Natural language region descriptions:
—————
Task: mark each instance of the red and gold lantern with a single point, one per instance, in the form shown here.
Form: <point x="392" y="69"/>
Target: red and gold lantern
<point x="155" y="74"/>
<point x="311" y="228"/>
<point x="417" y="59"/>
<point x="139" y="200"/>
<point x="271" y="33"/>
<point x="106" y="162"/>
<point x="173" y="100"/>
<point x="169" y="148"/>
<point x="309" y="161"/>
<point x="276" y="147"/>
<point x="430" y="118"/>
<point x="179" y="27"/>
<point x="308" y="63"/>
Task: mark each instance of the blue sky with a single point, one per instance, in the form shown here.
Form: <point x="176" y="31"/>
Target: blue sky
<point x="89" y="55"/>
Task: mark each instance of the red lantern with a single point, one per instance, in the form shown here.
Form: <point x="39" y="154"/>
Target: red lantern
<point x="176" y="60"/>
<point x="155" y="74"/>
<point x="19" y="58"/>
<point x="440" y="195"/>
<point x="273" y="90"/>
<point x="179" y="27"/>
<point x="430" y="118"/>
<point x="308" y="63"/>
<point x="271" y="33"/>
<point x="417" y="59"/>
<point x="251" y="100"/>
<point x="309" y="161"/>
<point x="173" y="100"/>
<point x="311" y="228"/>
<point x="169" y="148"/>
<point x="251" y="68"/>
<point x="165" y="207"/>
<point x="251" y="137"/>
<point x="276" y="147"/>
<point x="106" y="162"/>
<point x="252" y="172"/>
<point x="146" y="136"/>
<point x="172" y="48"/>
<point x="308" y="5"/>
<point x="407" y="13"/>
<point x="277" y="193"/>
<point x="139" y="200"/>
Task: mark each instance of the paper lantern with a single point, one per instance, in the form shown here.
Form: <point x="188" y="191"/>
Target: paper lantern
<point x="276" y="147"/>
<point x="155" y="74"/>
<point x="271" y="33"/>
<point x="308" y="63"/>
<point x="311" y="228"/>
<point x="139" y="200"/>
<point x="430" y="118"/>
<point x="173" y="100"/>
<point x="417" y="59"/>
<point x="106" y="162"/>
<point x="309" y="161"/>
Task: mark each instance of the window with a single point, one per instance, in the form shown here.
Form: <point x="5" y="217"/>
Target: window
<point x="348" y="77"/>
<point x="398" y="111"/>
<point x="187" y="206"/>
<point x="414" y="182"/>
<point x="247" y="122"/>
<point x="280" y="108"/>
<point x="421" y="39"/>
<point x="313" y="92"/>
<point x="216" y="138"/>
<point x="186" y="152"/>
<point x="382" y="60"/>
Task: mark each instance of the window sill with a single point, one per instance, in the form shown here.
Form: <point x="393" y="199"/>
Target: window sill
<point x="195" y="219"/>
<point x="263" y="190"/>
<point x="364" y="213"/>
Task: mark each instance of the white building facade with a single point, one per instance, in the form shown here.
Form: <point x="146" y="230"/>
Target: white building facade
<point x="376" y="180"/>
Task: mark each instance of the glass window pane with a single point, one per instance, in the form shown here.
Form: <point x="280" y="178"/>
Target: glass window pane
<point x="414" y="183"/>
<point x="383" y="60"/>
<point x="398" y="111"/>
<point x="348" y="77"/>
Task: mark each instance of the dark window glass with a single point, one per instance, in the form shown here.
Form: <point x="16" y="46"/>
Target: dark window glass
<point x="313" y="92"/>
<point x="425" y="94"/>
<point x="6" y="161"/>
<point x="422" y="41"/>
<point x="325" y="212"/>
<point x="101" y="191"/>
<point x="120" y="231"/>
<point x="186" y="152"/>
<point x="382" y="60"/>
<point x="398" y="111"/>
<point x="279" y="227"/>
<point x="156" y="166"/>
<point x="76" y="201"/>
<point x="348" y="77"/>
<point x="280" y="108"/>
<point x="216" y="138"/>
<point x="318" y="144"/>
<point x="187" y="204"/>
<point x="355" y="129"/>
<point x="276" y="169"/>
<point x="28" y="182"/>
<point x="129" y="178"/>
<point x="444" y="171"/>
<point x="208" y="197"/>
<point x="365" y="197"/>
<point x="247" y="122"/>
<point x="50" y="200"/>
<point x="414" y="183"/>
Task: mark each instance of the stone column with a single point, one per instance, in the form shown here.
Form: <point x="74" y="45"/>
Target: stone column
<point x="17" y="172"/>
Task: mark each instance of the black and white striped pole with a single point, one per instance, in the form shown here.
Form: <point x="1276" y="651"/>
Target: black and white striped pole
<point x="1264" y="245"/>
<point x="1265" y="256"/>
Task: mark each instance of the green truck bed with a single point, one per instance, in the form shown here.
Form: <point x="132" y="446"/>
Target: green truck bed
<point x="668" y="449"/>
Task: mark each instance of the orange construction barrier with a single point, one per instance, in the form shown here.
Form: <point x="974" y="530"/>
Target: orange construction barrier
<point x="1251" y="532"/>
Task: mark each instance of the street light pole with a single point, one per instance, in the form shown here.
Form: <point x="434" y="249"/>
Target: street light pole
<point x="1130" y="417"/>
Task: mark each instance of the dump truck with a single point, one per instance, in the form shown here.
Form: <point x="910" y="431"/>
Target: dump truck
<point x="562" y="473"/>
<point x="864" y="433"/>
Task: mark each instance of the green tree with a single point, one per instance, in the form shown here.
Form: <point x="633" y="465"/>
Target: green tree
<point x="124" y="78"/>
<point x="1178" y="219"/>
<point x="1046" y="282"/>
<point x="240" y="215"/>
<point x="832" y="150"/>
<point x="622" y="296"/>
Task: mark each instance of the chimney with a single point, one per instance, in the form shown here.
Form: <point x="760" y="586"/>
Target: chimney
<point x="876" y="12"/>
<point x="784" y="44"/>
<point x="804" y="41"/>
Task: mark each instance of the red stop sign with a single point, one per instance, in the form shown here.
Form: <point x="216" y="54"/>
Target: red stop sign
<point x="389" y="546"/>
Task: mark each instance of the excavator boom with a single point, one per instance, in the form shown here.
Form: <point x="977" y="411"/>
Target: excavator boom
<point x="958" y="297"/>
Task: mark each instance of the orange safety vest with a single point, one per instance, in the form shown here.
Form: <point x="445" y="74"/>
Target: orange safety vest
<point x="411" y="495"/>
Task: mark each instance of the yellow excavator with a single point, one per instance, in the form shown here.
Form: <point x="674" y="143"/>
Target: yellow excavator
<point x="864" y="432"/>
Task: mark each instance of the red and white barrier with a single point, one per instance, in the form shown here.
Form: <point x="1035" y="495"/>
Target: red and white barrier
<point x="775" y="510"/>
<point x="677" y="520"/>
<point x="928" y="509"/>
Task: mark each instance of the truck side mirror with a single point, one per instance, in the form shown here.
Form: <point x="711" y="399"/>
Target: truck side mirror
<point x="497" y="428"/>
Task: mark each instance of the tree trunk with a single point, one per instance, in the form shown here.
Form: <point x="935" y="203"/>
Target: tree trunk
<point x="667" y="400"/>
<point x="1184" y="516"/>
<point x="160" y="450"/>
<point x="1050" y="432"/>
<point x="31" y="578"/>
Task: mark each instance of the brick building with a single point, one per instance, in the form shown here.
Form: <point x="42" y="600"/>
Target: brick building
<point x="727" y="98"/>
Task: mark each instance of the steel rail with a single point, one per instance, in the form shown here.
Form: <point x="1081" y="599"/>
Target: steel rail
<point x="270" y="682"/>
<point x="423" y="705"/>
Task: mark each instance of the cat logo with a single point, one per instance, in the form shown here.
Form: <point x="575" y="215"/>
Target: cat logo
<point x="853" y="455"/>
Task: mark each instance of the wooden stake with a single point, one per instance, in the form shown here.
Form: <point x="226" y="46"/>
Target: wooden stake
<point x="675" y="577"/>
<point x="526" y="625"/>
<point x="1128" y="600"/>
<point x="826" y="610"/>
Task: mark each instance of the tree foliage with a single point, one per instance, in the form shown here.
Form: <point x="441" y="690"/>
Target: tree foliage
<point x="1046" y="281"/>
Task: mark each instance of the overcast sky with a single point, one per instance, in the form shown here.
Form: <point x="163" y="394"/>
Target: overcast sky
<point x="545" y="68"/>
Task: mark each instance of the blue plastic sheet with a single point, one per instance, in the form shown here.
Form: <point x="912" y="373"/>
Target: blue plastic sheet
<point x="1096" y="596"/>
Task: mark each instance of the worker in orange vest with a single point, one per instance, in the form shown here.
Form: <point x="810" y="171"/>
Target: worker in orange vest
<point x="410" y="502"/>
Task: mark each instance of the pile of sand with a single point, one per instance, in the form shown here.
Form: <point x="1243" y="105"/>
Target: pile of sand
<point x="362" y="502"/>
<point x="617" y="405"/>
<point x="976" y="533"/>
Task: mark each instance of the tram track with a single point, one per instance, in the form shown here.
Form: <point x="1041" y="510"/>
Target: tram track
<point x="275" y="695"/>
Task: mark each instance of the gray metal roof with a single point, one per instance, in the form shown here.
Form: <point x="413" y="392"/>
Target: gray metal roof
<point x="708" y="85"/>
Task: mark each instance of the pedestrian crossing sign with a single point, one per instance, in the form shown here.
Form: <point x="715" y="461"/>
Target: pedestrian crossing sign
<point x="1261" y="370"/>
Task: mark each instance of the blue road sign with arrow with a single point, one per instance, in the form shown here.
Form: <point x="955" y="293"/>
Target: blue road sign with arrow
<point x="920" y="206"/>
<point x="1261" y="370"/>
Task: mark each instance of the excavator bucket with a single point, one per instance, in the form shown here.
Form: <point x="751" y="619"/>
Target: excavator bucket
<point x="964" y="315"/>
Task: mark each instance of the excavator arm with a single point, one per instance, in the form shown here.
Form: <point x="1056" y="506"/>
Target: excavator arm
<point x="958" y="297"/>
—————
YOUR INSTRUCTIONS:
From the first line of the data through the line with "Task: mark each instance of the blue sky", quote each line exactly and add nothing else.

ANSWER TO THIS EXERCISE:
Task: mark each instance of the red and gold lantern with a single point, one per instance, in the form shown here.
Form: <point x="392" y="69"/>
Target: red and gold lantern
<point x="155" y="74"/>
<point x="311" y="228"/>
<point x="417" y="59"/>
<point x="139" y="200"/>
<point x="271" y="33"/>
<point x="106" y="162"/>
<point x="173" y="100"/>
<point x="169" y="148"/>
<point x="309" y="161"/>
<point x="276" y="147"/>
<point x="430" y="118"/>
<point x="179" y="27"/>
<point x="308" y="63"/>
Task: mark each instance of the blue sky with a single point, one per instance, in the form shown here.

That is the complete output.